## Requirement
Give a verbatim repeat of the lines that run from the line containing "such as [591,5]." to the end of the data below.

## Task input

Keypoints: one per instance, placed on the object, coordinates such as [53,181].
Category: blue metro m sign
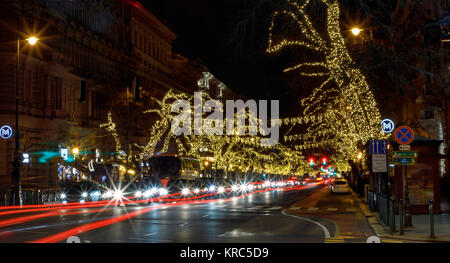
[6,132]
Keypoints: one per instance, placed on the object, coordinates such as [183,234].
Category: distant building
[92,56]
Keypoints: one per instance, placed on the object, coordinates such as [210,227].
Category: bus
[170,167]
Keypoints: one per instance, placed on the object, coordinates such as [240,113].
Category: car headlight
[95,193]
[147,193]
[153,191]
[108,194]
[163,191]
[118,194]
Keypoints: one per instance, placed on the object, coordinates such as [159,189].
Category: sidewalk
[420,231]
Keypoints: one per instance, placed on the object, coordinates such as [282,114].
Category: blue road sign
[6,132]
[404,135]
[387,126]
[378,147]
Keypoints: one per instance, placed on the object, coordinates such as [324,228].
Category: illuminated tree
[342,110]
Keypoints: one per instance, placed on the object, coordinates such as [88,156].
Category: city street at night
[265,216]
[208,130]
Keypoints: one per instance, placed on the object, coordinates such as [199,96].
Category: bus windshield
[165,167]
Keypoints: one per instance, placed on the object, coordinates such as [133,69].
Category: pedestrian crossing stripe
[334,240]
[390,241]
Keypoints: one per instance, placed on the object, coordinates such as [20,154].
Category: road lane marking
[391,241]
[334,240]
[256,207]
[325,230]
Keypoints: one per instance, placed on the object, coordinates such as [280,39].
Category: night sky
[230,38]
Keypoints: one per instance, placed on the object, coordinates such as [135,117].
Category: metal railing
[386,210]
[371,200]
[30,197]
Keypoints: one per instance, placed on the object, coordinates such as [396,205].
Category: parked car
[82,191]
[339,186]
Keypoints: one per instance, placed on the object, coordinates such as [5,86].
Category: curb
[379,229]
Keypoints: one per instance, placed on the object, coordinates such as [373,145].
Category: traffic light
[82,98]
[25,158]
[137,90]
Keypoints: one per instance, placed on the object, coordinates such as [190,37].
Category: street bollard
[391,215]
[401,217]
[430,207]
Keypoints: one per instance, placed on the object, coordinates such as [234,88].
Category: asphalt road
[268,216]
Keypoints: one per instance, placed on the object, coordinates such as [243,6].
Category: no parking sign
[404,135]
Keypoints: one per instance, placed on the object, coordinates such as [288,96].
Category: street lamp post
[16,162]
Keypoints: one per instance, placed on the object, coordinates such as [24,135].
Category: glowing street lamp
[356,31]
[16,162]
[32,40]
[360,155]
[75,151]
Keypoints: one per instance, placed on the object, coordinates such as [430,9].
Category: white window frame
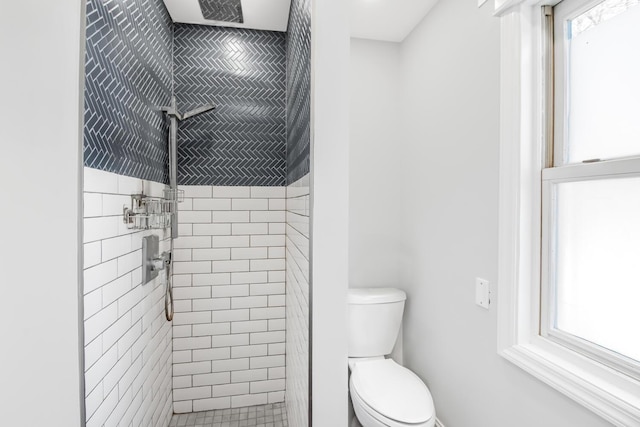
[603,390]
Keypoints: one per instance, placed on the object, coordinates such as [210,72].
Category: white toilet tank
[375,316]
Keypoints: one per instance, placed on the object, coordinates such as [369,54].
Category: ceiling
[387,20]
[271,15]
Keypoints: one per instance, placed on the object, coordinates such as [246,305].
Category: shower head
[222,10]
[196,111]
[172,111]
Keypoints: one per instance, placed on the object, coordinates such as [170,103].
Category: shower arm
[174,117]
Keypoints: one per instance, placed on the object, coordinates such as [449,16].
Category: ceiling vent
[222,10]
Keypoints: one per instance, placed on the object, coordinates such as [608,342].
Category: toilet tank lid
[375,295]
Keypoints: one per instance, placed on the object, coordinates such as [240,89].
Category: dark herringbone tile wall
[127,76]
[298,90]
[241,142]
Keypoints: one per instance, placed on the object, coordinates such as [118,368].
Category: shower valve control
[152,261]
[161,263]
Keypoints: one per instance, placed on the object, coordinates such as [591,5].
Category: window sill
[616,404]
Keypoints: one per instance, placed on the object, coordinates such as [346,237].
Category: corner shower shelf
[148,213]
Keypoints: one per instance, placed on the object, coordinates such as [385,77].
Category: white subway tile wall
[127,340]
[229,290]
[297,308]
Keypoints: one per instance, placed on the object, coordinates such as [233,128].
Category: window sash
[614,169]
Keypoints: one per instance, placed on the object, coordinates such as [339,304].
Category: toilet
[383,393]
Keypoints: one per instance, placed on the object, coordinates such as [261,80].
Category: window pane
[603,87]
[598,262]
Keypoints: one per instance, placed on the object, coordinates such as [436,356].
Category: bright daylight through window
[591,191]
[569,252]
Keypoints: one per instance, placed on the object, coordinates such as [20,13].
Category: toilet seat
[391,393]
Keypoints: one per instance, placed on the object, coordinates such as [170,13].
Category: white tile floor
[272,415]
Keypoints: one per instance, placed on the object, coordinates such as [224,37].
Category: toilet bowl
[385,394]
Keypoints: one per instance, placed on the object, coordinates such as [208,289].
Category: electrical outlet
[482,293]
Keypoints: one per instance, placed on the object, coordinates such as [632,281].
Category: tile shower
[239,337]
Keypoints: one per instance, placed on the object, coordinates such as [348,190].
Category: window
[569,244]
[591,186]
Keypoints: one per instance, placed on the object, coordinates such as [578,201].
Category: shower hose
[168,293]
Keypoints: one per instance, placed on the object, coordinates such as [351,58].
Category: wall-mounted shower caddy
[148,212]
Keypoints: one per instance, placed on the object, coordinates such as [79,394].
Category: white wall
[450,172]
[297,392]
[329,210]
[40,171]
[375,138]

## Output of the task
Keypoints: one per instance, placed on the object, coordinates such as [591,5].
Category: window sill
[616,404]
Keypoints: one per instance, placed on the object, coordinates such as [346,237].
Category: corner shower shelf
[148,213]
Keypoints: one per instance, placed on the object, coordinates such as [385,77].
Category: white subway tile wall
[127,340]
[229,290]
[297,308]
Keypoints: one per instance, placed on the object, coordinates such as [233,128].
Category: window sash
[614,169]
Keypoints: one per instance, placed on the object, coordinates such as [339,304].
Category: toilet
[383,393]
Keypoints: one per instance, placed on the object, coordinates such as [261,80].
Category: window pane
[603,87]
[598,262]
Keypoints: one per instance, placed on the object, coordinates such as [436,356].
Category: bright daylight through window
[591,191]
[569,252]
Keypoints: one per instance, placed on the object, coordinates such as [20,13].
Category: toilet seat
[391,393]
Keypoints: one per instance, placed on the object, coordinates such as [170,13].
Category: white tile floor
[272,415]
Keypoints: one per instance, placed on the object, coordinates such as [224,37].
Category: toilet bowl
[385,394]
Keypoints: one per instance, placed on the object, coordinates such as [208,289].
Category: electrical outlet
[482,293]
Keypoints: one per instance, placed on the object, coordinates such as [632,281].
Category: tile shower
[239,337]
Keypoints: one per instance, placed on the object, coordinates such as [348,190].
Category: window
[569,244]
[591,186]
Keypoints: one per instance, placed on the object, coordinates such as [578,201].
Category: shower hose
[168,293]
Keypoints: one per instance, placed on the object, coordinates such as [351,58].
Category: wall-mounted shower caddy
[148,212]
Keypoints: one per instance, placed on the object, coordinates such as [79,394].
Category: white wall
[450,172]
[297,392]
[329,210]
[40,171]
[375,138]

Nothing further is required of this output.